Raw records
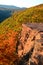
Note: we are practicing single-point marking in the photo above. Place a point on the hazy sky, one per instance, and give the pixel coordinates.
(21, 3)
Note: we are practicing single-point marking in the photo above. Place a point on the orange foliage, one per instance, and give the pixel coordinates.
(8, 48)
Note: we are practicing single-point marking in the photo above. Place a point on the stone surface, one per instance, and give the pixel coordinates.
(30, 48)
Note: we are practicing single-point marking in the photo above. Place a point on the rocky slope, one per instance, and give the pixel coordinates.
(30, 47)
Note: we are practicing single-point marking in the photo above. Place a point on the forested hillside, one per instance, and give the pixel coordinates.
(33, 14)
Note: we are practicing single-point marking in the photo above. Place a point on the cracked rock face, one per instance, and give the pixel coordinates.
(30, 48)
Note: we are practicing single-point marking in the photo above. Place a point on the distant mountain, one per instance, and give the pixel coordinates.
(9, 7)
(6, 11)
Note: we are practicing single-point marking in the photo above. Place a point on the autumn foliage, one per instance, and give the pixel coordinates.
(8, 54)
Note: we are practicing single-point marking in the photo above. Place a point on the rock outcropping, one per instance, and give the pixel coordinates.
(30, 47)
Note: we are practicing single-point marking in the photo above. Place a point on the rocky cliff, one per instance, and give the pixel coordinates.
(30, 47)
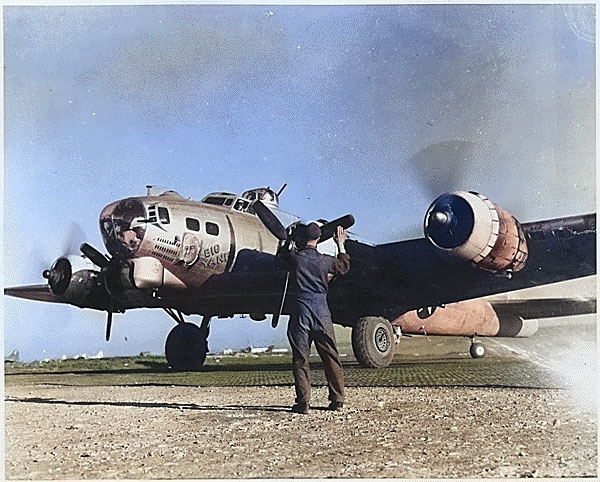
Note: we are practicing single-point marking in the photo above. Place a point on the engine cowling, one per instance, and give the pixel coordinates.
(471, 227)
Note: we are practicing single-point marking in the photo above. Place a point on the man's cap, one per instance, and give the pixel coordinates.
(313, 231)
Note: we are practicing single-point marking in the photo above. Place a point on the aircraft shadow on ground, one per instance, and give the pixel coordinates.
(157, 405)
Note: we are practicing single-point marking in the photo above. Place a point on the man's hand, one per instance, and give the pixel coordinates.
(341, 236)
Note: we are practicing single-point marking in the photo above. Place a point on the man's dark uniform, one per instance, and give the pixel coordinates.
(311, 320)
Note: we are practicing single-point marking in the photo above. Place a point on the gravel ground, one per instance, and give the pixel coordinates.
(158, 432)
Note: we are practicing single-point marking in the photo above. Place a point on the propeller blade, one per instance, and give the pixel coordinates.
(270, 220)
(95, 256)
(329, 229)
(109, 323)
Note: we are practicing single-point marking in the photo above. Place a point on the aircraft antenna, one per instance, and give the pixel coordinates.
(282, 188)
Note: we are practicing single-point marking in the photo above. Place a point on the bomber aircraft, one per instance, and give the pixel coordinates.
(218, 258)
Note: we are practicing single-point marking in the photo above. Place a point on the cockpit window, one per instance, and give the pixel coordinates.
(163, 215)
(192, 224)
(123, 226)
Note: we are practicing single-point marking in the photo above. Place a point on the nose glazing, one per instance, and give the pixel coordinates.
(123, 226)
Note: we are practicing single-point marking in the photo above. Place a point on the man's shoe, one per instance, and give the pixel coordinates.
(301, 407)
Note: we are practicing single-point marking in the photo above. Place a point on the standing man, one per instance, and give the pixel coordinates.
(310, 320)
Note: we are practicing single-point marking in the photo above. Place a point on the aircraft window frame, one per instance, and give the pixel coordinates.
(212, 228)
(241, 204)
(163, 215)
(152, 217)
(192, 224)
(537, 235)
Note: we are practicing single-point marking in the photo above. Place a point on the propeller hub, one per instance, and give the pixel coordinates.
(59, 276)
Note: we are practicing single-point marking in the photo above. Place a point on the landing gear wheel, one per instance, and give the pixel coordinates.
(477, 350)
(373, 342)
(186, 347)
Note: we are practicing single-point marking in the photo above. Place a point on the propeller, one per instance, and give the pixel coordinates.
(296, 233)
(106, 265)
(270, 221)
(59, 276)
(277, 229)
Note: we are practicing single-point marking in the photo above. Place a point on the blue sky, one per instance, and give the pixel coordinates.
(372, 110)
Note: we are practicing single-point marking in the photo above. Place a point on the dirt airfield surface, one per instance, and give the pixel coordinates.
(156, 432)
(496, 417)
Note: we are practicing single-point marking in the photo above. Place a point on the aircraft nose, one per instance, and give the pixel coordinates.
(123, 226)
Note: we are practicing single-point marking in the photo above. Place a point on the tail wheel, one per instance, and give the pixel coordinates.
(373, 342)
(186, 347)
(477, 350)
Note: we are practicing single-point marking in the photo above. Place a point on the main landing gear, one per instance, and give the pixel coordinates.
(477, 349)
(187, 344)
(374, 341)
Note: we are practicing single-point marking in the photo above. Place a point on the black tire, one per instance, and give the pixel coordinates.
(186, 347)
(373, 342)
(477, 350)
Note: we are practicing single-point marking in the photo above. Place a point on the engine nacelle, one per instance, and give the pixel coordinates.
(73, 287)
(469, 226)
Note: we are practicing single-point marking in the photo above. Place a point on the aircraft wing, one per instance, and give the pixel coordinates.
(34, 292)
(546, 307)
(416, 274)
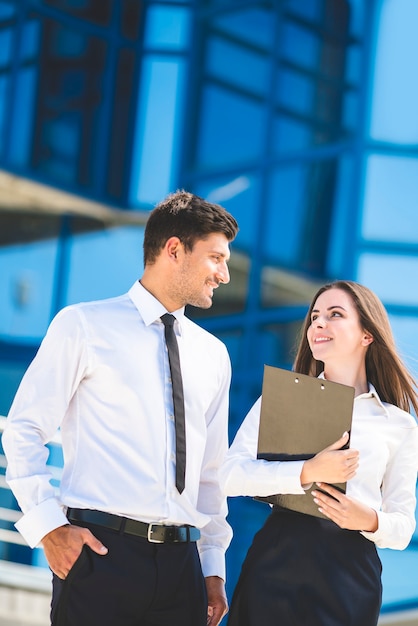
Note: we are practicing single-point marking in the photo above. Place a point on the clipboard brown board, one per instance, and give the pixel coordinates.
(300, 416)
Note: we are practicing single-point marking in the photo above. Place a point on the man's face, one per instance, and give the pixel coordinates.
(201, 271)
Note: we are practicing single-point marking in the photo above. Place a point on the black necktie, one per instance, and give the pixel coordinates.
(178, 399)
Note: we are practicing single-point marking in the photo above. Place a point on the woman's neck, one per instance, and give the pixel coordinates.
(346, 375)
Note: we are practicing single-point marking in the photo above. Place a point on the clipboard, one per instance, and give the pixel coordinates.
(300, 416)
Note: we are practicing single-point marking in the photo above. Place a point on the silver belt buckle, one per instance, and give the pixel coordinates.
(149, 534)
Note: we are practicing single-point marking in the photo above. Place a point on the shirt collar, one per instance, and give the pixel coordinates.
(149, 307)
(372, 393)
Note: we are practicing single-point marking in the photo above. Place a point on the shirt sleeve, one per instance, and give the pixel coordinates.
(38, 408)
(397, 515)
(217, 534)
(242, 474)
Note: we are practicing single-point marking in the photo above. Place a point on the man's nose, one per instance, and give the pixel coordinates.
(223, 274)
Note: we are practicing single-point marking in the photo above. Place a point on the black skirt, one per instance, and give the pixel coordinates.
(306, 571)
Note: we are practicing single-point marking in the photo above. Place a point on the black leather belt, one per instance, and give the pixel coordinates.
(155, 533)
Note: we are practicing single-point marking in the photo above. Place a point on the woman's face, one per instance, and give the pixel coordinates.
(335, 334)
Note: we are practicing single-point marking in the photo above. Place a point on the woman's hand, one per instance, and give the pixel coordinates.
(331, 465)
(346, 512)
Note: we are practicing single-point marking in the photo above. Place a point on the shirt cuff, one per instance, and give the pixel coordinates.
(213, 562)
(41, 520)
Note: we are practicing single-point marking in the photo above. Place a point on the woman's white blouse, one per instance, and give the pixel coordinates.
(387, 440)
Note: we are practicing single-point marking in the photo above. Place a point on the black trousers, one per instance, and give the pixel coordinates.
(136, 584)
(306, 571)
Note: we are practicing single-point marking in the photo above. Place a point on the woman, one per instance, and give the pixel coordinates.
(311, 571)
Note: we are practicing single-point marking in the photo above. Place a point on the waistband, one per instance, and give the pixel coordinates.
(155, 533)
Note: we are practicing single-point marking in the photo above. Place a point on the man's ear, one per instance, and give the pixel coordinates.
(173, 247)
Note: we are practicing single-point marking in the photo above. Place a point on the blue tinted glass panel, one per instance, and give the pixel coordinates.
(4, 83)
(238, 66)
(66, 42)
(285, 221)
(62, 136)
(251, 25)
(300, 46)
(27, 276)
(155, 148)
(5, 47)
(290, 134)
(311, 10)
(22, 121)
(167, 27)
(29, 42)
(392, 277)
(7, 10)
(296, 91)
(398, 577)
(395, 94)
(240, 196)
(231, 129)
(405, 330)
(391, 199)
(97, 269)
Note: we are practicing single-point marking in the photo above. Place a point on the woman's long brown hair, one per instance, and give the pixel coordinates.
(384, 368)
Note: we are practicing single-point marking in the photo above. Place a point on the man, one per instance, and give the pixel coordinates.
(122, 537)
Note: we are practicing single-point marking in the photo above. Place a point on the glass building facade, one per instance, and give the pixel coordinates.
(298, 116)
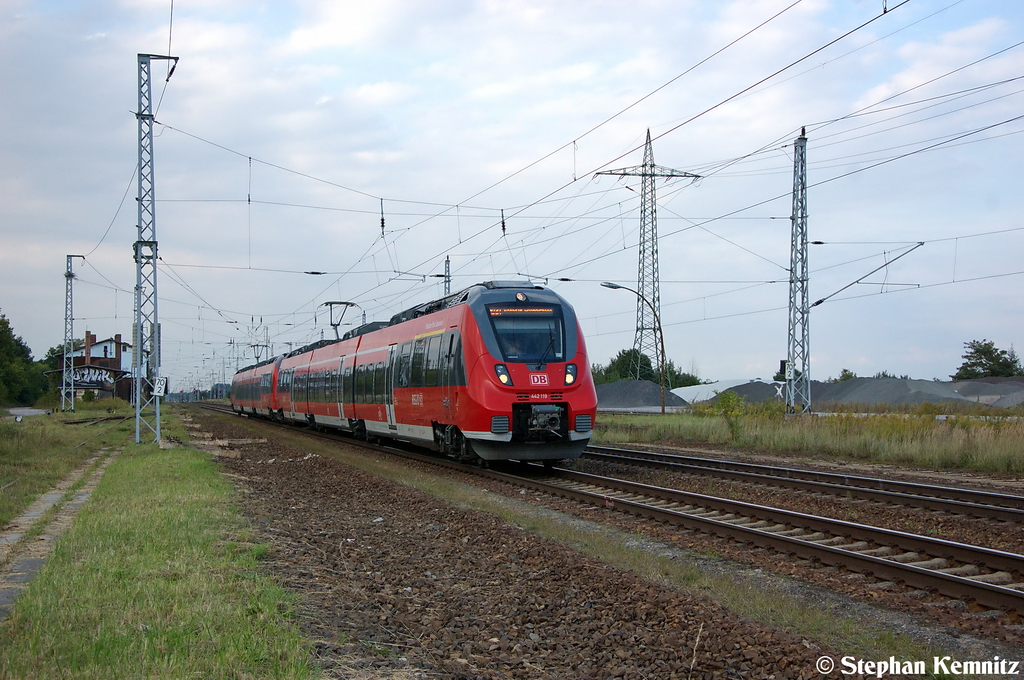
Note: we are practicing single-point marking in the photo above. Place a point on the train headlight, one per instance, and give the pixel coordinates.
(502, 372)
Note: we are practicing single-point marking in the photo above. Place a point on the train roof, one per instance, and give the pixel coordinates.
(413, 312)
(459, 298)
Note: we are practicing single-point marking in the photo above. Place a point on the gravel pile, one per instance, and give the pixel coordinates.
(634, 393)
(396, 584)
(994, 391)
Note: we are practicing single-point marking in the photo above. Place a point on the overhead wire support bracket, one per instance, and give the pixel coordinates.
(878, 268)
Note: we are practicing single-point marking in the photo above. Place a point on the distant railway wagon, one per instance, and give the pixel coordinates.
(253, 388)
(498, 371)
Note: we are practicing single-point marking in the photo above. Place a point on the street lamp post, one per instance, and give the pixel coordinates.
(660, 334)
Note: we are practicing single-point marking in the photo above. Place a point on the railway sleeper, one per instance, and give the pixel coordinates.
(994, 579)
(884, 551)
(797, 533)
(854, 547)
(935, 563)
(824, 540)
(962, 570)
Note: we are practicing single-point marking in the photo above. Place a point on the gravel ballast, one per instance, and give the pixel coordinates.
(396, 583)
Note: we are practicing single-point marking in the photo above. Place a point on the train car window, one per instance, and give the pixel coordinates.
(404, 365)
(452, 360)
(433, 362)
(419, 349)
(528, 333)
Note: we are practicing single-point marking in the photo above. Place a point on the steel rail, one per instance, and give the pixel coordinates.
(986, 594)
(986, 505)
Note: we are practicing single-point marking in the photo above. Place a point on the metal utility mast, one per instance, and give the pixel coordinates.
(648, 287)
(147, 386)
(798, 366)
(68, 377)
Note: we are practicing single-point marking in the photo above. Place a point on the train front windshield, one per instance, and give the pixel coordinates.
(527, 333)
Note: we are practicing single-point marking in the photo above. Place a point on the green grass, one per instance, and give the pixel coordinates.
(156, 579)
(630, 552)
(42, 450)
(962, 442)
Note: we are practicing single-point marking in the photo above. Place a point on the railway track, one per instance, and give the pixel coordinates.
(992, 579)
(987, 505)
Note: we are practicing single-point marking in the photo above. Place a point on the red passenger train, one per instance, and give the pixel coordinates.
(498, 371)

The task
Rewrite the data above as a Markdown table with columns Row and Line, covering only the lines from the one containing "gravel ballast, one" through the end of the data; number each line in Row and leave out blank lines.

Exercise response
| Row | Line |
|---|---|
| 1 | Note: we are practicing single-point marking in the photo above. Place a point on the gravel ballast, one per instance, and give the pixel coordinates. |
| 2 | (396, 583) |
| 3 | Note: we are practicing single-point marking in the photo above. Place a point on the train car window, one per instance, and give the pixel coordinates. |
| 4 | (404, 365) |
| 5 | (452, 360) |
| 6 | (433, 362) |
| 7 | (419, 349) |
| 8 | (528, 333) |
| 9 | Note: we are practicing single-point marking in the photo above. Place a point on the steel rail, one per instance, and give the pixel coordinates. |
| 10 | (986, 594) |
| 11 | (986, 505) |
| 12 | Note: we are practicing single-point marking in the photo above. Place a point on the metal utility mast, one per instance, and give the pixel coordinates. |
| 13 | (648, 287) |
| 14 | (147, 386) |
| 15 | (798, 366) |
| 16 | (68, 377) |
| 17 | Note: we are practicing single-point marking in the photo above. Place a point on the train front windshield, one per instance, and give the pixel coordinates. |
| 18 | (527, 333) |
| 19 | Note: we are practicing single-point marking in the photo above. Place a point on the green grass, one per instance, and give the pixel coordinates. |
| 20 | (156, 579) |
| 21 | (630, 552) |
| 22 | (42, 450) |
| 23 | (962, 442) |
| 24 | Note: we are practicing single-point marking in the photo above. Place a point on the railway track, one per instance, and give the pixel coordinates. |
| 25 | (992, 579) |
| 26 | (987, 505) |
| 27 | Note: we are practicing single-point marking in the photo above. Place a point on the red passenger train, one per instance, and give the pixel coordinates. |
| 28 | (498, 371) |